#### [SELECTED PASSAGE]
══════════

Without going near the main commencement at Schoelkopf Stadium, the normally quiet Arts Quad transformed into a marching ground for the various colleges, the graduates in cap & gown, with school banners held at front. The procession to the stadium is actually rather far: No one commented on the distance to me, which indicates its fixed invisibility, its classical repetition, its inevitability. Circling around the perimeters of the Arts Quad, with the East-West axis of the bronze statues of founders Ezra Cornell & Andrew Dickson White to pass, seemed the most overtly symbolic aspect of the gesture, along with the constant melodies from the McGraw Chimes, in their faux Venetian tower at Uris Library – among the ditties I can recall now, off-hand, were the Ode to Joy and “Give My Regards to Broadway.”
(although no Beatles tunes, which are a common request, or Happy Birthday or O Tannenbaum – evidently good for all seasons here. During Study Week I heard both Danse Macabre & Bali’Hai, which I thought were particularly outstanding).

══════════

Records of labeled points:
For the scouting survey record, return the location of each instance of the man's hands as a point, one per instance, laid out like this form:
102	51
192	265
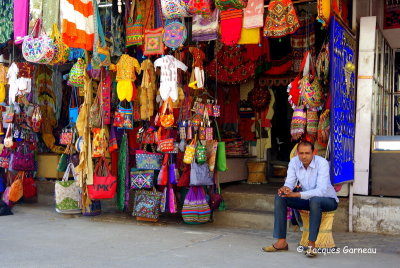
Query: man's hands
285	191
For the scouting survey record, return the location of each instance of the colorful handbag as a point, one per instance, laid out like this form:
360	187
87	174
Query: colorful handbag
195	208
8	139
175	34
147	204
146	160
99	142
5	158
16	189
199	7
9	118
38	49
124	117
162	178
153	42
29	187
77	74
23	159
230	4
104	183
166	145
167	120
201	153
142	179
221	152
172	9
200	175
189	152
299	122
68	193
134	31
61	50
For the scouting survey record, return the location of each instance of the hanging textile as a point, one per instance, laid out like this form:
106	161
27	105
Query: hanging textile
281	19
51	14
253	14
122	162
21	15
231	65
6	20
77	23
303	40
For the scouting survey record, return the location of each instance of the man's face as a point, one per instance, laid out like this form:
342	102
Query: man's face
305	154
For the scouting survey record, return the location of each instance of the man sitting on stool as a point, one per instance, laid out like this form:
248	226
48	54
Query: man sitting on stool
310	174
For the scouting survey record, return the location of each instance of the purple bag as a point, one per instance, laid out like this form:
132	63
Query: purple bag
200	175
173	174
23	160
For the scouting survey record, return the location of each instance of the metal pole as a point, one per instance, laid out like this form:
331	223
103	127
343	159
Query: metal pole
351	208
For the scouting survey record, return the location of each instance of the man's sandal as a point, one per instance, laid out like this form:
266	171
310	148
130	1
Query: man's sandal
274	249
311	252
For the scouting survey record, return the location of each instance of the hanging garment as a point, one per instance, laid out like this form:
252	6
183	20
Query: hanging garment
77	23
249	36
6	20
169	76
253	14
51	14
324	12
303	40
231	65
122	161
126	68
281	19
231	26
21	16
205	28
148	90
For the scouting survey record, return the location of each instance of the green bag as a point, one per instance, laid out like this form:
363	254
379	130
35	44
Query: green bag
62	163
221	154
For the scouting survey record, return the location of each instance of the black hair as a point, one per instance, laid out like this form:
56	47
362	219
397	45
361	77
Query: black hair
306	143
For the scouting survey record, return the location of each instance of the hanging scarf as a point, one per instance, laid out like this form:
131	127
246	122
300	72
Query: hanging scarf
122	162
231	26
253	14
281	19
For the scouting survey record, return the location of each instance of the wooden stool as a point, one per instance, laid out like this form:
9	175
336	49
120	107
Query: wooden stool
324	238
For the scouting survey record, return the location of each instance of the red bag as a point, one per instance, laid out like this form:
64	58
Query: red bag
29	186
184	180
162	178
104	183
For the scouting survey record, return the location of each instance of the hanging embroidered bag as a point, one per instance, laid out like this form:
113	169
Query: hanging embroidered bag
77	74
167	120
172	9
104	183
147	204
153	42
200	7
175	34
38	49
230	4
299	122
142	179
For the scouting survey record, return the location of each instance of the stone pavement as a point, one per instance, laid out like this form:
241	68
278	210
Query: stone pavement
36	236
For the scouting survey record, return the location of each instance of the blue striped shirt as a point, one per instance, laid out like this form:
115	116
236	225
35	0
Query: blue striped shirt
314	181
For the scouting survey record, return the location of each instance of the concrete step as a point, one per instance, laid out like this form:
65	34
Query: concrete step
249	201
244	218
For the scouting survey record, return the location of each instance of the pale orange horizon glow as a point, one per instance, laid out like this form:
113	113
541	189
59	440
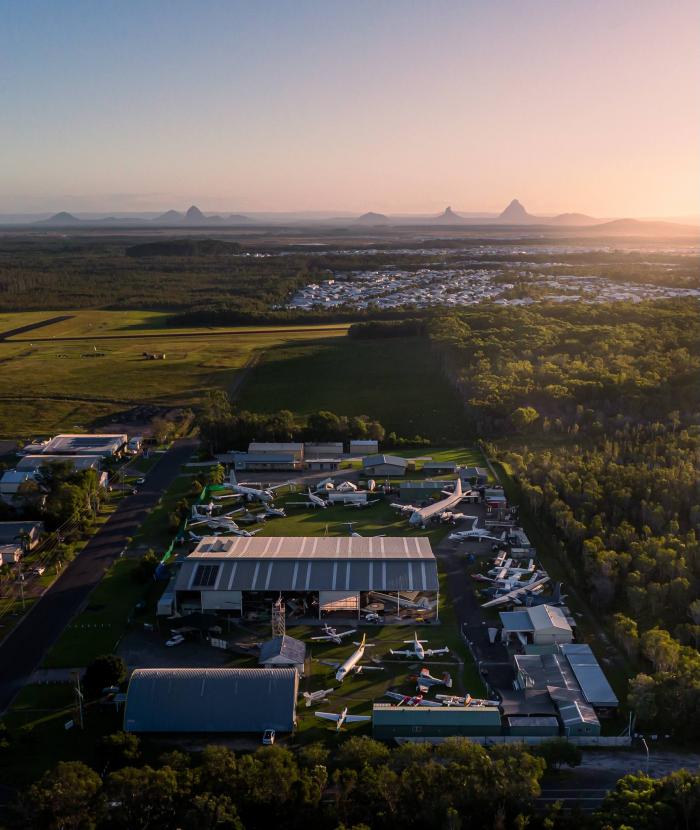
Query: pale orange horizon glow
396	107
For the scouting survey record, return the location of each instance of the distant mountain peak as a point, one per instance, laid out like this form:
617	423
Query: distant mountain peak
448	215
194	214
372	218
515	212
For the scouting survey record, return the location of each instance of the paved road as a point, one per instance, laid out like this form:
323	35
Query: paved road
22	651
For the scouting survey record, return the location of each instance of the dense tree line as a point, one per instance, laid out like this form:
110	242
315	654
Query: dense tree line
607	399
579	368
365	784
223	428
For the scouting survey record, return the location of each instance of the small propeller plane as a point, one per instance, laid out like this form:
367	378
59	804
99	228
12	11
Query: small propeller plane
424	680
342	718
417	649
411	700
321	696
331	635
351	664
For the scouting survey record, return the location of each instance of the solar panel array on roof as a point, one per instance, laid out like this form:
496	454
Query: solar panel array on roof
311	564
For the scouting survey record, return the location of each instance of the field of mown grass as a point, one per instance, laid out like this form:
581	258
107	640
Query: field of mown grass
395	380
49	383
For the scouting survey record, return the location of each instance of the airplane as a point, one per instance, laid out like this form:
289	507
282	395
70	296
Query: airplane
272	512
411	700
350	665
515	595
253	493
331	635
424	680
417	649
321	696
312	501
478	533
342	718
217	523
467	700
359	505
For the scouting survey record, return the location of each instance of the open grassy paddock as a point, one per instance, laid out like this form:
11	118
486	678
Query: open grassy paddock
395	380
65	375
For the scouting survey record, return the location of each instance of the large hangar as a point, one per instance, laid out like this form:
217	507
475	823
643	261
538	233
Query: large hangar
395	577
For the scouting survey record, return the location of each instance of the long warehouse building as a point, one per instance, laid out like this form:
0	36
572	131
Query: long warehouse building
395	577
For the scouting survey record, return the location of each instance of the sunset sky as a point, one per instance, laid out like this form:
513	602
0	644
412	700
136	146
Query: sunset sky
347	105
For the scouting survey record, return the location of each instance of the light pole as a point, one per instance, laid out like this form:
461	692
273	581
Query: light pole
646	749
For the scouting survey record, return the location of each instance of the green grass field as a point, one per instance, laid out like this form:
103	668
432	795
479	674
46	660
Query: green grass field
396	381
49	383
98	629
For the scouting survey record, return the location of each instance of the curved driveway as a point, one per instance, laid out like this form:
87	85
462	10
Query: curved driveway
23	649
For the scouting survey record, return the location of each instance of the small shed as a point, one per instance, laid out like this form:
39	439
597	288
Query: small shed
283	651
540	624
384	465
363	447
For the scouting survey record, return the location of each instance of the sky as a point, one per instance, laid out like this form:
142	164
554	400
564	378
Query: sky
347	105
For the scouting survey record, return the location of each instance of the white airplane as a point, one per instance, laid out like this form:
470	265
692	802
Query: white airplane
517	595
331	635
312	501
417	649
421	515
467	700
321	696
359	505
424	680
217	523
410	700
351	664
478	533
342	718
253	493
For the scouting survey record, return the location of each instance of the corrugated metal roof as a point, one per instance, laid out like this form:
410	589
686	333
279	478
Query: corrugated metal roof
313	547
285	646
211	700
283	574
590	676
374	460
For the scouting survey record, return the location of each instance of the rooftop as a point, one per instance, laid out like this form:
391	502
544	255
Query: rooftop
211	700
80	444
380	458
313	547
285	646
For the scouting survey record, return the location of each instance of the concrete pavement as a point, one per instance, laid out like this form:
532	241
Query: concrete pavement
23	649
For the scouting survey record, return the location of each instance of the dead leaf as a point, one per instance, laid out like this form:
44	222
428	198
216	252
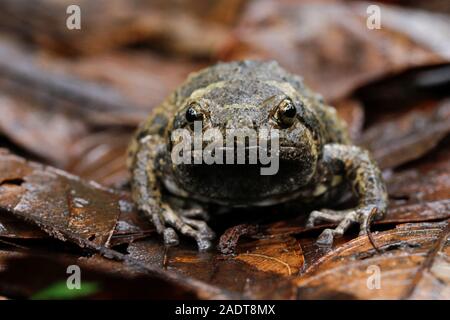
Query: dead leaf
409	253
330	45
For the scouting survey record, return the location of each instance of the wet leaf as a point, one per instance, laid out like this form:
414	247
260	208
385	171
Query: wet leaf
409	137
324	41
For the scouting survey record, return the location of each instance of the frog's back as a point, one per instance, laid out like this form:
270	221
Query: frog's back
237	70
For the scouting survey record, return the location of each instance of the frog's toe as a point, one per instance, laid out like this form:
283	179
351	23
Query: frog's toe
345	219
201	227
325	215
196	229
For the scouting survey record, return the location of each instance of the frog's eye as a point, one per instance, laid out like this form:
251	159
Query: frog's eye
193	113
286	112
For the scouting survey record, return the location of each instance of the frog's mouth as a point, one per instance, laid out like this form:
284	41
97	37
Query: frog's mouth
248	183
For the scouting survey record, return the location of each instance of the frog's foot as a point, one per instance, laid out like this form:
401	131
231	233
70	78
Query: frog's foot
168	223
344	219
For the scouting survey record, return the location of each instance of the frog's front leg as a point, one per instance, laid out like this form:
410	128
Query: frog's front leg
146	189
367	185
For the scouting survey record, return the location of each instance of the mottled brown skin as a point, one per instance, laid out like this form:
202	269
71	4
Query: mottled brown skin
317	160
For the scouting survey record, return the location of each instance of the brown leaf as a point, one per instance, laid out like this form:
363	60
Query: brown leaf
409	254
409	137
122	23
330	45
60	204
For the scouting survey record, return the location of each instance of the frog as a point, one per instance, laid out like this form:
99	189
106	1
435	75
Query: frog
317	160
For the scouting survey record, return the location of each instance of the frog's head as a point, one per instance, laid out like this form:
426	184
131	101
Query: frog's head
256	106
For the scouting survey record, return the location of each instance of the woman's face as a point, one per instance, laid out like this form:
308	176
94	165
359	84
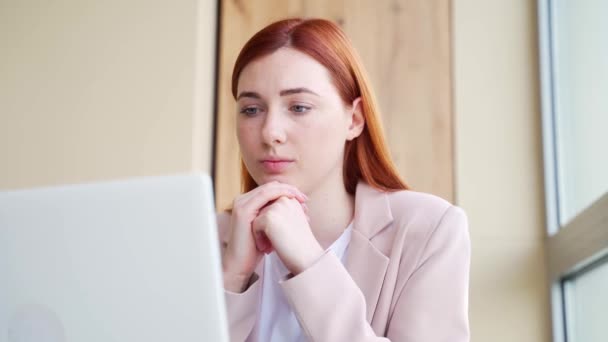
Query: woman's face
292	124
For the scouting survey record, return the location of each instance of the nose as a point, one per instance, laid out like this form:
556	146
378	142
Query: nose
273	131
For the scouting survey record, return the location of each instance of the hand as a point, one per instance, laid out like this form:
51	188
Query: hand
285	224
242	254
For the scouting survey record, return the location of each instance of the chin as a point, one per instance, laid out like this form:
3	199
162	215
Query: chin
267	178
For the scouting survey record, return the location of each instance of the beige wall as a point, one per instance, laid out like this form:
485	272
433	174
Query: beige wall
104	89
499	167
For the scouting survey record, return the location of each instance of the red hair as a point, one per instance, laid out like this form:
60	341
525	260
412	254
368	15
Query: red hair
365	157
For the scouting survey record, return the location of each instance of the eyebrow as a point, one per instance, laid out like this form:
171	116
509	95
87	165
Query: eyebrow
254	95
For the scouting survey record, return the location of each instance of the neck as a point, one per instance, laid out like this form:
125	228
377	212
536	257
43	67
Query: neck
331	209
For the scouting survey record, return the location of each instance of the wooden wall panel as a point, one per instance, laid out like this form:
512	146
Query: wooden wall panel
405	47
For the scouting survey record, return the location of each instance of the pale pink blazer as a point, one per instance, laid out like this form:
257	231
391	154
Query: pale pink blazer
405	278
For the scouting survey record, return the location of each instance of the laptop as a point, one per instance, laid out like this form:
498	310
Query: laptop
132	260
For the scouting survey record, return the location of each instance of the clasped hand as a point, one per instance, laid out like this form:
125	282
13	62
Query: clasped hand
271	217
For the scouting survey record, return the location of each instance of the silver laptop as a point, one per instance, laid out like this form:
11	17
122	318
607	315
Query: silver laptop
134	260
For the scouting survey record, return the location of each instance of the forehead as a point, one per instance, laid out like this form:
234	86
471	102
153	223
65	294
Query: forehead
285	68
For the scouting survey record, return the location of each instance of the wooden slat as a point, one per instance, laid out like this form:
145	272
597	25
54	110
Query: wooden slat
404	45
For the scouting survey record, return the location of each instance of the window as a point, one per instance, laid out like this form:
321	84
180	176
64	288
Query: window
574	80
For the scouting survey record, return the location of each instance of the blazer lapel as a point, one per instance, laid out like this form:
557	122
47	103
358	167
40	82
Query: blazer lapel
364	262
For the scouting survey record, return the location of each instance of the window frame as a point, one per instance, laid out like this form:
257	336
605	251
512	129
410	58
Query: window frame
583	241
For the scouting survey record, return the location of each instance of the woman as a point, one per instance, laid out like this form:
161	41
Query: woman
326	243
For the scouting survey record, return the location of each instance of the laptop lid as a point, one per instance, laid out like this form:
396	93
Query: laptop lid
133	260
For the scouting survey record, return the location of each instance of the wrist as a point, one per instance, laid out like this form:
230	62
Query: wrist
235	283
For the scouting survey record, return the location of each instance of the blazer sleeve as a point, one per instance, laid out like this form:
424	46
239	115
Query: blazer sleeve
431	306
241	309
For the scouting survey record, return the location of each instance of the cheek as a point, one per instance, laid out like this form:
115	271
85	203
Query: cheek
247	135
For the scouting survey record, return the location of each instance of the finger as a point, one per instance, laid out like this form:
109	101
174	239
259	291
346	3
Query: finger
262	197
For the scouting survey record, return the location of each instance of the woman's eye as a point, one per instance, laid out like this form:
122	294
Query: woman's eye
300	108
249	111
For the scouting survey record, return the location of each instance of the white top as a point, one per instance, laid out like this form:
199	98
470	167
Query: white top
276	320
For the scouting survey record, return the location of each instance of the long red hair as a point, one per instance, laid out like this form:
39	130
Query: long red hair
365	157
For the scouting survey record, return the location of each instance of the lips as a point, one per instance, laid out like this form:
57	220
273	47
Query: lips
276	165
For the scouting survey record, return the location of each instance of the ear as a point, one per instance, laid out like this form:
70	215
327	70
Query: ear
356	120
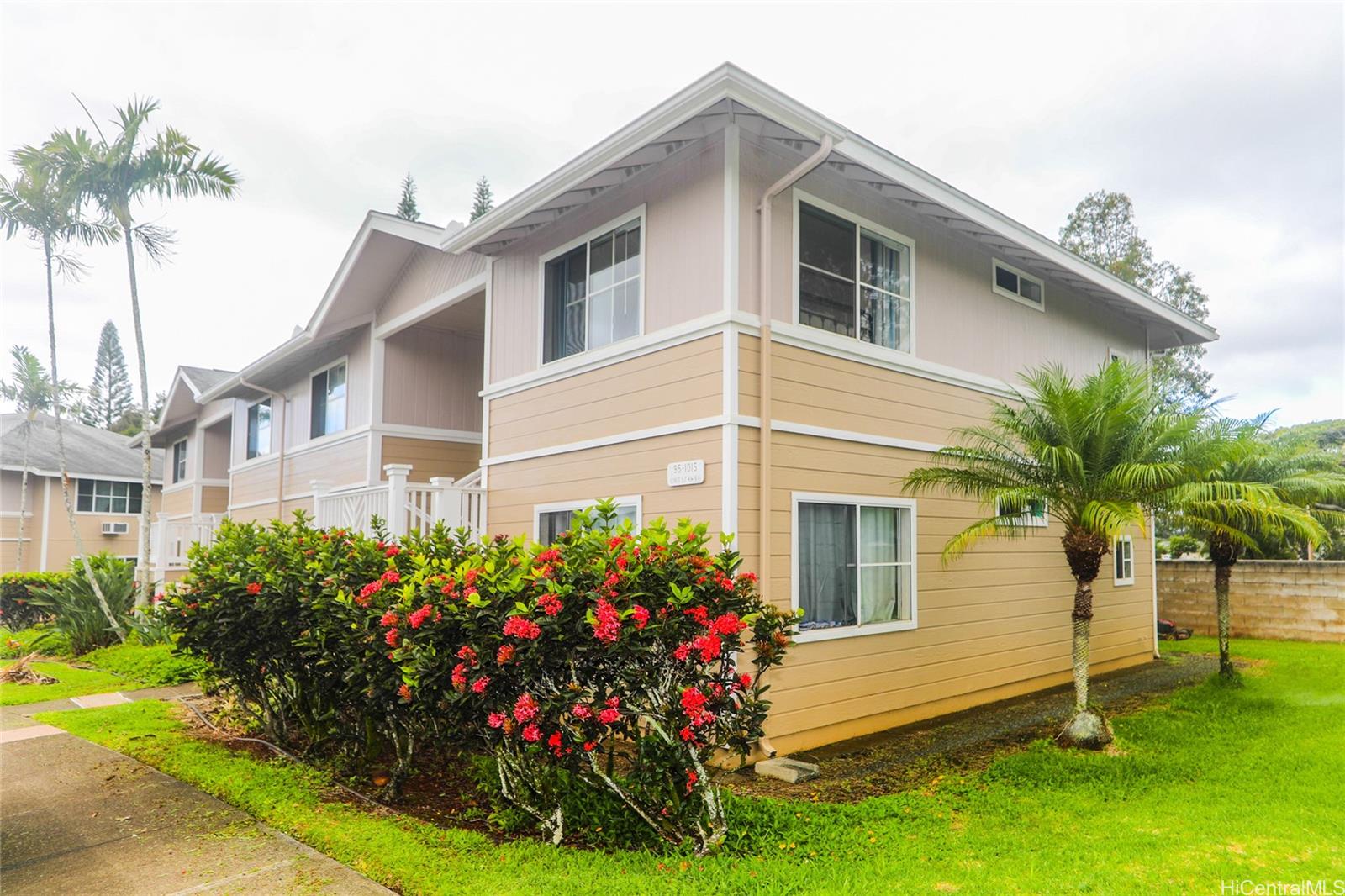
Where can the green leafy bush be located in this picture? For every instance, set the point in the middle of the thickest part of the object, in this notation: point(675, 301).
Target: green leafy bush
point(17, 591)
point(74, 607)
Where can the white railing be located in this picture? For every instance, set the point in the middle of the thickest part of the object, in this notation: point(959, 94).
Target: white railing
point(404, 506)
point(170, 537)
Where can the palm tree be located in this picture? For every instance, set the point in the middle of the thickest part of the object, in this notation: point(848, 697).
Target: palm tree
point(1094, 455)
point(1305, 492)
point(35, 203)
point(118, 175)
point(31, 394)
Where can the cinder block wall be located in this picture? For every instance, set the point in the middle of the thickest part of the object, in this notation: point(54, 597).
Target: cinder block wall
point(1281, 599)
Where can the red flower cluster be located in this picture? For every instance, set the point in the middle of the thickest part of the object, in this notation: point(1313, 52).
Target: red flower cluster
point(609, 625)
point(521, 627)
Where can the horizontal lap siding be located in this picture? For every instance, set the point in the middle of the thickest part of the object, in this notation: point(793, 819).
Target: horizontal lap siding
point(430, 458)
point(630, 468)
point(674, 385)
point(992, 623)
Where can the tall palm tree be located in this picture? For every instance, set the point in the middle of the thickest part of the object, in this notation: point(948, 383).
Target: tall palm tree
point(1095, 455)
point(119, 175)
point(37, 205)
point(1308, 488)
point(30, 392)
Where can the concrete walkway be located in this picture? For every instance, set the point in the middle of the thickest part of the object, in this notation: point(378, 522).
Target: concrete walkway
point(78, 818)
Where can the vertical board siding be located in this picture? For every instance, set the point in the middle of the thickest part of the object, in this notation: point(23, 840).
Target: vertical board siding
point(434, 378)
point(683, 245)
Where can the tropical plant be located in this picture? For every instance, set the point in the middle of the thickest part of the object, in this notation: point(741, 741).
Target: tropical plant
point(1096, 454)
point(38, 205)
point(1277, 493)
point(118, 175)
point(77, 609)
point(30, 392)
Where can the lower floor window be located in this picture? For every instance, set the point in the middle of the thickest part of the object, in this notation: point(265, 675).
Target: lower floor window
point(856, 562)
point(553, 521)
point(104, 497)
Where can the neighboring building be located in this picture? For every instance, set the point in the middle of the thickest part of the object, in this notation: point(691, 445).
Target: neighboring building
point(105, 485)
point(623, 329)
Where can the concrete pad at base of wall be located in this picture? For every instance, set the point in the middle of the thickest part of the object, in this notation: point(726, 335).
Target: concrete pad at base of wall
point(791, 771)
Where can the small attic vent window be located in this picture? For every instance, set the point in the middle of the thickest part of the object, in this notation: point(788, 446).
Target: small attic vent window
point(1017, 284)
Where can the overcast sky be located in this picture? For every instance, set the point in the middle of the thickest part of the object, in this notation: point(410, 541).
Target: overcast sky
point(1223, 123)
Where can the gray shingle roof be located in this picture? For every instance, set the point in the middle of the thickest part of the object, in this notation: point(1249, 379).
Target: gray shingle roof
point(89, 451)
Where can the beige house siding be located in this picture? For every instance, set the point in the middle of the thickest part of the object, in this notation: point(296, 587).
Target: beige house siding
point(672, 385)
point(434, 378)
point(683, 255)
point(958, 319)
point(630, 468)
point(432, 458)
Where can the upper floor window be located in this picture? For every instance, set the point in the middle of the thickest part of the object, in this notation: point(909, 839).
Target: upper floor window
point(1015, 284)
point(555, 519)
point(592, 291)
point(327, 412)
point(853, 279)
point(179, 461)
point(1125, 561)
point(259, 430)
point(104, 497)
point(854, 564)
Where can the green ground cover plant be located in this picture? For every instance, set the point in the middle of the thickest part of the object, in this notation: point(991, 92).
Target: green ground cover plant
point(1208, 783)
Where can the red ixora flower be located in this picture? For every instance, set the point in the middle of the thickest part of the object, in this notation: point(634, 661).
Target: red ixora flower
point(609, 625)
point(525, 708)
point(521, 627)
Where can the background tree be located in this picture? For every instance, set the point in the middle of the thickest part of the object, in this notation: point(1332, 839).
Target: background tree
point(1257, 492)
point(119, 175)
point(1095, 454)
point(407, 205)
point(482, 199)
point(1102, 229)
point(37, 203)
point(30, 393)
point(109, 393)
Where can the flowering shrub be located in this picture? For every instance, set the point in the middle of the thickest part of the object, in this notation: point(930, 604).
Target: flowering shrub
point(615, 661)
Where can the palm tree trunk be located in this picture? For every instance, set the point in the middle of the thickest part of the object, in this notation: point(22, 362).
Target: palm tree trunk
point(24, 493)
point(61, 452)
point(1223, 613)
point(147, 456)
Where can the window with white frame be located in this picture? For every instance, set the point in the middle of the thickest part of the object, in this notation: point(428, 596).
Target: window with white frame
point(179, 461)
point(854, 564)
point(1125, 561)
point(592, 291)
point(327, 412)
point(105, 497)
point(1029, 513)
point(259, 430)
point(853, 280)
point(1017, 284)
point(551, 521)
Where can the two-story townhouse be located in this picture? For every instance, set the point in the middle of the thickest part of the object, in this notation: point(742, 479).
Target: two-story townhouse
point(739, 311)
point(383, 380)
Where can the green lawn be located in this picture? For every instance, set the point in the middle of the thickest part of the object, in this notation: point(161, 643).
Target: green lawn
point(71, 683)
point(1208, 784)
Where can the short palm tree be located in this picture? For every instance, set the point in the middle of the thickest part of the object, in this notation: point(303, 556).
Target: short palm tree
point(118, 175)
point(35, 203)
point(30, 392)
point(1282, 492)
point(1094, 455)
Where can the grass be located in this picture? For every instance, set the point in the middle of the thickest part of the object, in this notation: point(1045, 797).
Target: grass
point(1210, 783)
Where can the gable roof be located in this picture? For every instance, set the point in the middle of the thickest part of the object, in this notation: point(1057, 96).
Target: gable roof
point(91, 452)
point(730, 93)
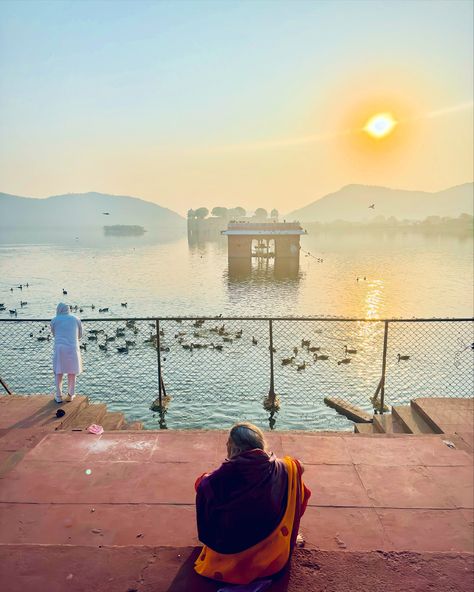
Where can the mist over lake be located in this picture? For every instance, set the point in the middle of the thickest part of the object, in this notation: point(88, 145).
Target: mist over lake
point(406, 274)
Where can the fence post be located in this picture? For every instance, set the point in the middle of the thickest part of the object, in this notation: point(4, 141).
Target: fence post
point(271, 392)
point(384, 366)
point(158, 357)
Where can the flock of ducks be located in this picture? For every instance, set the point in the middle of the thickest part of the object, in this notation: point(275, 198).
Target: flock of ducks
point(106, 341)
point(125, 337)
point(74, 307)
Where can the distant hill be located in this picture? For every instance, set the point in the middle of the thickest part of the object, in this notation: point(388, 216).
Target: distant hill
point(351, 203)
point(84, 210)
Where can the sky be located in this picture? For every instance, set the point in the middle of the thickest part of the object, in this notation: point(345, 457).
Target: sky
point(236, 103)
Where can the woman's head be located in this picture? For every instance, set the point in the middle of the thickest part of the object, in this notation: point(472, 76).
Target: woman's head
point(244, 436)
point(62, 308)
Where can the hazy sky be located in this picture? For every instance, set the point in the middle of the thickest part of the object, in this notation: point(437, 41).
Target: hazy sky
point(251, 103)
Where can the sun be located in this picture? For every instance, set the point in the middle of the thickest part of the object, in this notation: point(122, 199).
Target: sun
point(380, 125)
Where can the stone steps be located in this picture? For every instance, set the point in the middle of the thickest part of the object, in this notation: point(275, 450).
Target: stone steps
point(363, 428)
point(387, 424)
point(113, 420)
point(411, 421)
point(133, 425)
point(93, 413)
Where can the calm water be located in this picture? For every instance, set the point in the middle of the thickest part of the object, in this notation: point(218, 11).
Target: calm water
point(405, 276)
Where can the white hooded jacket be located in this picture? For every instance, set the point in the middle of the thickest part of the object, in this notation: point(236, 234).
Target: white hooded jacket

══════════

#### [WORK TO DO]
(a) Name every piece of music the commencement passage mentions by title.
(b) Write a continuation of the commencement passage, picking up after its last sentence.

#### [ANSWERS FOR THE TASKS]
(a) Ode to Joy, "Give My Regards to Broadway," Happy Birthday, O Tannenbaum, Danse Macabre, Bali'Hai

(b)
The secular religiosity of the procession brought to mind that Victorian entrepreneurs and businessmen founded Cornell as a nondenominational school, emphasizing the sciences. Ezra Cornell had made his money with the telegraph, and with what later became Western Union. The waning of the church & the rise of the state and the corporation as ruling bodies, the adoption of ritual forms as a way of (again back to Morris Bishop) transforming the “Cornell Experiment” to the “Cornell Tradition” have a curious charge to them.
At the later, smaller AAP Commencement I described the procession to C, who characterized it as Leni Riefenstahl. I thought of the Ensor painting Christ’s Entry Into Brussels in 1889, at the Getty.
Some of the early films of Robert Altman come to mind too: MASH, Nashville, & Brewster McCloud. The McGraw Chimes resemble the intrusion of pop songs as a kind of pervasive cosmology in MASH. Once last Fall our class had a meeting outside on the lawn of the Arts Quad before Seminar, which we had to take inside, when we were “drowned out” by a particularly impassioned carillon transcription of the Habanera from Carmen. Almost everyone seems to dislike the bells – it almost goes without saying that most find them an irritant. C. told me that when he first came to Cornell, whenever he walked past McGraw Tower, the bells would start to play at that moment – adding an uncanny element to its aural reordering of space.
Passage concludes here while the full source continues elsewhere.